*TEXTE RETENU*
Je pense clairement que c’est financier. Les clubs qui montent et ont un budget qui permet de recruter ne vont pas s’en priver. Bien évidemment que nous n’avons pas les mêmes capacités que le football masculin, chaque club ne peut pas se permettre de prendre plusieurs top joueuses, il faut aussi recruter de manière intelligente.
« Avec peu de moyens, il faut recruter de manière intelligente. »
Je pense aussi que les clubs s’entourent de personnes qui connaissent bien le football féminin et vont observer d’autres équipes, repérer des joueuses qui ont la qualité pour évoluer en D1. C’est un tout mais c’est dans un premier temps financier. Une bonne joueuse aujourd’hui, elle ne vaut pas le montant qu’elle aurait peut-être valu cinq ans en arrière.
Est-ce particulier aussi d’être présente depuis si longtemps dans un groupe où les mouvements sont fréquents, les changements d’entraîneur, même de direction ? C’est facile tout de même de garder des contacts, construire des amitiés dans le football ?
C’est sûr que lorsque la joueuse reste juste un an, c’est plus compliqué de créer une amitié, mais cela m’est arrivé. J’ai des contacts avec des joueuses qui sont parties du club. Cela dépend de la sensibilité de chacun.
À quel point les choses sont-elles différentes entre votre arrivée à Soyaux et aujourd’hui ? Préparation physique, infrastructures, travail vidéo…
Les évolutions sont importantes. Pas au niveau des infrastructures, mais quand je suis arrivée, il n’y avait pas forcément de musculation, pas de préparateur physique. Actuellement, c’est la première saison où nous avons un kiné à temps plein avec nous. Quand je suis arrivée à Soyaux, nous avions trois entraînements par semaine et cela ne nous empêchait pas d’avoir des résultats et d’obtenir le maintien plutôt aisément.
Le niveau a augmenté pendant ces années. Les clubs pro masculins ont par exemple dû se doter d’une section féminine. Tout dépend des clubs et des mentalités, mais il est évident que les évolutions sont grandes. Il y a maintenant divers pôles en France, avant il n’existait que Clairefontaine.
Marquer l’histoire de ce club, c’est quelque chose auquel vous pensez ? Vous êtes dans le top 10 des joueuses les plus capés de Soyaux et la troisième meilleure buteuse de tous les temps du club…
Je n’y pensais vraiment pas du tout ! Et c’est une de mes amies investie dans l’association qui m’en a fait part récemment. Alors devenir la meilleure buteuse, si ça se fait, j’en serais contente, sinon, ce n’est pas grave. Il me semble que je dois inscrire huit buts.
« Devenir la meilleure buteuse de Soyaux, je n’y pensais pas du tout ! »

*DONNÉES AFFICHÉES*
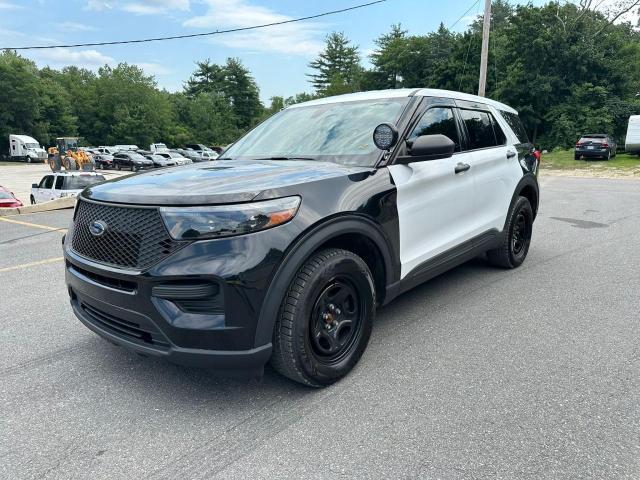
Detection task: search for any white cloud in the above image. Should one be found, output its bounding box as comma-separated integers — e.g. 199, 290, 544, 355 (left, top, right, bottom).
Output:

*CONSIGNE*
Pouvez-vous écrire la suite de l'entretien sur le football féminin à Soyaux, en reprenant juste après sa dernière phrase ?

*RÉPONSE RÉDIGÉE*
En tant qu’ancienne Mancelle, vous suivez encore le club ? Que pensez-vous de la saison actuelle du Mans en D2 ?
Quand je suis arrivée à Soyaux, j’avais encore plein de copines qui jouaient au Mans. Puis elles sont parties, j’ai un peu moins suivi. Tout en gardant un œil. Et puis j’ai une sœur qui joue en R1, dans le championnat du Mans l’an dernier, je suivais un peu. Je regarde leurs performances cette saison, elles sont montées en D2 c’est très bien. Et j’ai eu la possibilité de regarder le match contre Lens. Elles font un bon début de saison.
C’était le tirage au sort idéal pour vous alors, ce 16e de finale de Coupe de France au Mans en janvier ?
C’est génial. Jamais je n’avais rencontré le Mans depuis mon départ. Là, j’avais vu que nous étions dans le même groupe pour le tirage. J’ai suivi avec attention. Et puis finalement, c’est ça, Le Mans – Soyaux ! Là-bas en plus… C’est parfait pour moi. Mais attention, ce n’est pas un tirage facile pour nous, le match est ouvert.
On vous connaît aussi comme “Boubou”, toujours souriante dans le groupe. Le foot vous a aidé à rester jeune mentalement et physiquement ? Ou c’est surtout votre personnalité ?
Jeune… Je ne pense pas que ce qualificatif est le premier pour me caractériser et puis sur le terrain de football, j’ai un autre tempérament, je peux m’énerver (rires) ! Maintenant, je pense que c’est l’âge qui me permet de prendre un peu plus de recul. Même si j’ai toujours tendance à prendre les choses à cœur aujourd’hui.
Avec tout ce qu’il s’est passé en trois ans, j’ai appris à prendre un recul qui est à mon sens nécessaire sur certaines situations. J’ai eu 30 ans cette année et le vécu de cette décennie, durant laquelle je crois que nous sommes le club qui a connu le plus d’instabilité, change un caractère.